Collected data
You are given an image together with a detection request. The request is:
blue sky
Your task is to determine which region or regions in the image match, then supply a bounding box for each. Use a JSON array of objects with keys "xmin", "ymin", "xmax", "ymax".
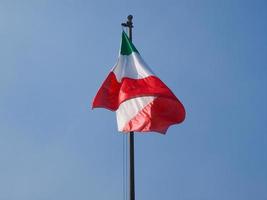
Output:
[{"xmin": 0, "ymin": 0, "xmax": 267, "ymax": 199}]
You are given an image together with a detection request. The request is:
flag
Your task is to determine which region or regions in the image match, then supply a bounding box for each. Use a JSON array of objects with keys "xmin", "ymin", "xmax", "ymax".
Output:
[{"xmin": 92, "ymin": 31, "xmax": 185, "ymax": 134}]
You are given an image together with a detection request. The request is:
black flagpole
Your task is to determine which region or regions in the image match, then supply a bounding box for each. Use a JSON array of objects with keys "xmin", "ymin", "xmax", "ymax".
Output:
[{"xmin": 122, "ymin": 15, "xmax": 135, "ymax": 200}]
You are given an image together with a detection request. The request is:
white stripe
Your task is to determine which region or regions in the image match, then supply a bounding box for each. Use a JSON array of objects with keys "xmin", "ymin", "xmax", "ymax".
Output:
[
  {"xmin": 116, "ymin": 96, "xmax": 155, "ymax": 131},
  {"xmin": 112, "ymin": 52, "xmax": 154, "ymax": 82}
]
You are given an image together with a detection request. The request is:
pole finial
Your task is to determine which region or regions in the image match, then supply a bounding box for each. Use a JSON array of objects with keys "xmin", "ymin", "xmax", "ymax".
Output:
[
  {"xmin": 121, "ymin": 15, "xmax": 133, "ymax": 28},
  {"xmin": 127, "ymin": 15, "xmax": 133, "ymax": 21}
]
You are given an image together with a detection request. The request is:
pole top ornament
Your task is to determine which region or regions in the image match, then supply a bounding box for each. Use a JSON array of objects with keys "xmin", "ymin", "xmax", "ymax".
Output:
[{"xmin": 121, "ymin": 15, "xmax": 133, "ymax": 28}]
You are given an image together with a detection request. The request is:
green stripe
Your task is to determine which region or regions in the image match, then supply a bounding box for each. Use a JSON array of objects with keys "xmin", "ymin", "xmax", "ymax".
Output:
[{"xmin": 120, "ymin": 31, "xmax": 139, "ymax": 55}]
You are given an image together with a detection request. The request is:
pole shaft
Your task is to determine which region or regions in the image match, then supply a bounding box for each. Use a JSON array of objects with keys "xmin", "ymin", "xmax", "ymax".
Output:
[
  {"xmin": 122, "ymin": 15, "xmax": 135, "ymax": 200},
  {"xmin": 126, "ymin": 15, "xmax": 135, "ymax": 200},
  {"xmin": 129, "ymin": 131, "xmax": 135, "ymax": 200}
]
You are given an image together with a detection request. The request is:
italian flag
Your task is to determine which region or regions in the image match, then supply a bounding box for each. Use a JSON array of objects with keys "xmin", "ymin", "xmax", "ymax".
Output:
[{"xmin": 92, "ymin": 31, "xmax": 185, "ymax": 134}]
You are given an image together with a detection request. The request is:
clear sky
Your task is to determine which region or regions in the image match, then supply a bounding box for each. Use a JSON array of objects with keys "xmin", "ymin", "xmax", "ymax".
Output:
[{"xmin": 0, "ymin": 0, "xmax": 267, "ymax": 199}]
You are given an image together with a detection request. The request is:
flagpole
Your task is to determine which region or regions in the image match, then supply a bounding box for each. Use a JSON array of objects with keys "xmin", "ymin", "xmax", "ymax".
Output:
[{"xmin": 122, "ymin": 15, "xmax": 135, "ymax": 200}]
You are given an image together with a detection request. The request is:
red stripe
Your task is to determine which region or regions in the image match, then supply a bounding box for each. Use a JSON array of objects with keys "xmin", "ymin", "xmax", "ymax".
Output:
[
  {"xmin": 92, "ymin": 72, "xmax": 179, "ymax": 111},
  {"xmin": 92, "ymin": 72, "xmax": 121, "ymax": 111},
  {"xmin": 122, "ymin": 97, "xmax": 185, "ymax": 134}
]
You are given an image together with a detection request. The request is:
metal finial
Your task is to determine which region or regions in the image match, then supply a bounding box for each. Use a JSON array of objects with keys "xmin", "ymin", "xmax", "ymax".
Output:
[
  {"xmin": 121, "ymin": 15, "xmax": 133, "ymax": 28},
  {"xmin": 127, "ymin": 15, "xmax": 133, "ymax": 21}
]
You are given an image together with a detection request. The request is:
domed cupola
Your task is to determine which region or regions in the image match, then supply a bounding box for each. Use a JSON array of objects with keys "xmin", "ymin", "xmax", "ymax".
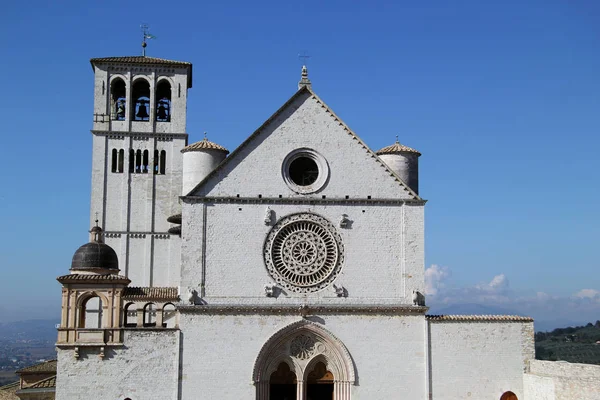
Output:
[
  {"xmin": 70, "ymin": 223, "xmax": 119, "ymax": 274},
  {"xmin": 376, "ymin": 137, "xmax": 421, "ymax": 194},
  {"xmin": 181, "ymin": 133, "xmax": 229, "ymax": 195}
]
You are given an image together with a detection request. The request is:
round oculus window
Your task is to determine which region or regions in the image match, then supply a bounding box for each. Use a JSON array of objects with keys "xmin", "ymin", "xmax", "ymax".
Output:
[
  {"xmin": 282, "ymin": 149, "xmax": 329, "ymax": 194},
  {"xmin": 264, "ymin": 213, "xmax": 344, "ymax": 293}
]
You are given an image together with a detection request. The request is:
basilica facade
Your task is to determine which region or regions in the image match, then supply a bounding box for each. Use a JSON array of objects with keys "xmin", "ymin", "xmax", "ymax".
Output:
[{"xmin": 53, "ymin": 55, "xmax": 535, "ymax": 400}]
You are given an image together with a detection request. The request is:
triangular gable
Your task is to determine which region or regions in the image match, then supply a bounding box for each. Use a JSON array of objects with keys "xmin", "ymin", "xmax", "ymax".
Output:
[{"xmin": 187, "ymin": 86, "xmax": 421, "ymax": 200}]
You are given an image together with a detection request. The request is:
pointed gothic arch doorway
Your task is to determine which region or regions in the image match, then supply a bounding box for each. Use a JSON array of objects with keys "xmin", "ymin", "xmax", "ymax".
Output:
[
  {"xmin": 270, "ymin": 362, "xmax": 297, "ymax": 400},
  {"xmin": 306, "ymin": 361, "xmax": 334, "ymax": 400},
  {"xmin": 253, "ymin": 320, "xmax": 355, "ymax": 400}
]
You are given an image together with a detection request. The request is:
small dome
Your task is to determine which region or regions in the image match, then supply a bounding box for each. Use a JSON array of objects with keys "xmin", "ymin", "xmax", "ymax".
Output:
[
  {"xmin": 181, "ymin": 138, "xmax": 229, "ymax": 154},
  {"xmin": 376, "ymin": 141, "xmax": 421, "ymax": 156},
  {"xmin": 71, "ymin": 242, "xmax": 119, "ymax": 271}
]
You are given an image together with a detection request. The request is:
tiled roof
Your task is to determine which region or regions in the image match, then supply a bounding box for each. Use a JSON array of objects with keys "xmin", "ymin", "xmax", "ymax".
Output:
[
  {"xmin": 89, "ymin": 56, "xmax": 193, "ymax": 88},
  {"xmin": 426, "ymin": 315, "xmax": 533, "ymax": 322},
  {"xmin": 167, "ymin": 213, "xmax": 182, "ymax": 224},
  {"xmin": 57, "ymin": 274, "xmax": 130, "ymax": 283},
  {"xmin": 90, "ymin": 56, "xmax": 191, "ymax": 67},
  {"xmin": 27, "ymin": 376, "xmax": 56, "ymax": 389},
  {"xmin": 17, "ymin": 360, "xmax": 57, "ymax": 374},
  {"xmin": 123, "ymin": 287, "xmax": 179, "ymax": 301},
  {"xmin": 0, "ymin": 382, "xmax": 18, "ymax": 400},
  {"xmin": 181, "ymin": 138, "xmax": 229, "ymax": 154},
  {"xmin": 376, "ymin": 141, "xmax": 421, "ymax": 156}
]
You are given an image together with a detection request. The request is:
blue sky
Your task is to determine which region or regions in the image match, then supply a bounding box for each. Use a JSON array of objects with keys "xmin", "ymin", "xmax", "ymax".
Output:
[{"xmin": 0, "ymin": 0, "xmax": 599, "ymax": 327}]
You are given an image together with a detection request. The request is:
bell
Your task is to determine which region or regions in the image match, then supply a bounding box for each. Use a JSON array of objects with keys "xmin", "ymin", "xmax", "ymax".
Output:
[
  {"xmin": 136, "ymin": 102, "xmax": 149, "ymax": 120},
  {"xmin": 116, "ymin": 101, "xmax": 126, "ymax": 119},
  {"xmin": 157, "ymin": 103, "xmax": 168, "ymax": 121}
]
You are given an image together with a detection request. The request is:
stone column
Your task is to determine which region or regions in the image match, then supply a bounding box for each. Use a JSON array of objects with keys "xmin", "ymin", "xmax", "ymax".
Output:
[
  {"xmin": 255, "ymin": 381, "xmax": 269, "ymax": 400},
  {"xmin": 334, "ymin": 381, "xmax": 351, "ymax": 400},
  {"xmin": 296, "ymin": 381, "xmax": 305, "ymax": 400},
  {"xmin": 156, "ymin": 303, "xmax": 164, "ymax": 327}
]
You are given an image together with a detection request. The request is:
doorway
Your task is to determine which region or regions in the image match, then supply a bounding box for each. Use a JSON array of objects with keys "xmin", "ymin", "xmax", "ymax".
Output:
[
  {"xmin": 306, "ymin": 362, "xmax": 334, "ymax": 400},
  {"xmin": 270, "ymin": 362, "xmax": 297, "ymax": 400}
]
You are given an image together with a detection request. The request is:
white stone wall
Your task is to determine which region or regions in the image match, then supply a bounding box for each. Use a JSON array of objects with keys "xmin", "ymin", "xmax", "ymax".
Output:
[
  {"xmin": 180, "ymin": 201, "xmax": 424, "ymax": 303},
  {"xmin": 193, "ymin": 91, "xmax": 416, "ymax": 200},
  {"xmin": 179, "ymin": 314, "xmax": 426, "ymax": 399},
  {"xmin": 428, "ymin": 321, "xmax": 533, "ymax": 400},
  {"xmin": 56, "ymin": 330, "xmax": 180, "ymax": 400},
  {"xmin": 524, "ymin": 360, "xmax": 600, "ymax": 400}
]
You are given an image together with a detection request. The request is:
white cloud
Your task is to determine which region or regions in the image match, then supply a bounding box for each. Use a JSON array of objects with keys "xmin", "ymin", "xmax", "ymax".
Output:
[
  {"xmin": 424, "ymin": 264, "xmax": 450, "ymax": 295},
  {"xmin": 424, "ymin": 264, "xmax": 600, "ymax": 330},
  {"xmin": 573, "ymin": 289, "xmax": 600, "ymax": 299}
]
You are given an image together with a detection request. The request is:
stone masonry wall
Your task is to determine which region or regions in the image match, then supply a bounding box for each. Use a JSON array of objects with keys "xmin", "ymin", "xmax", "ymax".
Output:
[
  {"xmin": 179, "ymin": 313, "xmax": 427, "ymax": 399},
  {"xmin": 428, "ymin": 321, "xmax": 532, "ymax": 400},
  {"xmin": 56, "ymin": 330, "xmax": 179, "ymax": 400},
  {"xmin": 524, "ymin": 359, "xmax": 600, "ymax": 400}
]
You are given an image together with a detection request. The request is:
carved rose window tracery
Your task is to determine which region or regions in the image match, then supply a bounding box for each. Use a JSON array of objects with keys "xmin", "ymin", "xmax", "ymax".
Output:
[
  {"xmin": 290, "ymin": 334, "xmax": 316, "ymax": 360},
  {"xmin": 264, "ymin": 213, "xmax": 344, "ymax": 293}
]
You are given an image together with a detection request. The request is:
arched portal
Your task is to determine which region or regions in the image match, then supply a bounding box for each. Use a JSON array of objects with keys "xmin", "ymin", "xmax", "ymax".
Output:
[
  {"xmin": 306, "ymin": 361, "xmax": 334, "ymax": 400},
  {"xmin": 270, "ymin": 362, "xmax": 297, "ymax": 400},
  {"xmin": 500, "ymin": 391, "xmax": 518, "ymax": 400},
  {"xmin": 253, "ymin": 320, "xmax": 354, "ymax": 400}
]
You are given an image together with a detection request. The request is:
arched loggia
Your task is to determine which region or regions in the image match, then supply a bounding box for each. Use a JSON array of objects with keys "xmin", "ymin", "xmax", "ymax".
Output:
[{"xmin": 253, "ymin": 320, "xmax": 355, "ymax": 400}]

- What you should do -
Scan the data above, find each line with "stone", and copy it.

- Response -
stone column
white stone wall
stone masonry wall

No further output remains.